### [WORK INSTRUCTION]
Show every line below where "stone" can be found.

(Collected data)
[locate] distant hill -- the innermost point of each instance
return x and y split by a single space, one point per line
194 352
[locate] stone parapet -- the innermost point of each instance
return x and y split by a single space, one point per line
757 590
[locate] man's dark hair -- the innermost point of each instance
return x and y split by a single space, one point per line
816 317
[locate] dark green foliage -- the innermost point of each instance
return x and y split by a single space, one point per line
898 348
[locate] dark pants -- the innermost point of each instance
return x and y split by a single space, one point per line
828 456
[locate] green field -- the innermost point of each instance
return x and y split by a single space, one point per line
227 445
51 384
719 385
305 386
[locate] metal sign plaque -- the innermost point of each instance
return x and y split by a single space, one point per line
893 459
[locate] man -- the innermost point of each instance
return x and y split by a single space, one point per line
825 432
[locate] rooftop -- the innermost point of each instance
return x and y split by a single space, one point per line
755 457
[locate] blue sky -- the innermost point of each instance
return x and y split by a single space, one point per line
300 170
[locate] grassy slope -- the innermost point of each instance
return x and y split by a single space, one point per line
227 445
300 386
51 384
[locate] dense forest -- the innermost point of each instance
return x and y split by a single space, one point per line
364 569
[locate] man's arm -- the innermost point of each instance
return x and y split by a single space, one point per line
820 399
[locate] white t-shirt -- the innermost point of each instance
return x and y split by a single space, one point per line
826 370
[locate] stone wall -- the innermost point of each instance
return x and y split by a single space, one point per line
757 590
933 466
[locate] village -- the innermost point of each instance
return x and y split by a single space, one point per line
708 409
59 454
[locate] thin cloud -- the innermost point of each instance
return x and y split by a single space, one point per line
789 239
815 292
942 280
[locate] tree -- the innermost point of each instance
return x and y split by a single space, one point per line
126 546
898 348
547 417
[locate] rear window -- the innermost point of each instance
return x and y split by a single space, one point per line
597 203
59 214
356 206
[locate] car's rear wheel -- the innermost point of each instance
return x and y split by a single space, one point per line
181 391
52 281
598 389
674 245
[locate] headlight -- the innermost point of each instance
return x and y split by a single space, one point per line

### [EXERCISE ANSWER]
[locate] stone parapet -- the innermost point of each instance
[locate] stone wall -- the innermost point of each instance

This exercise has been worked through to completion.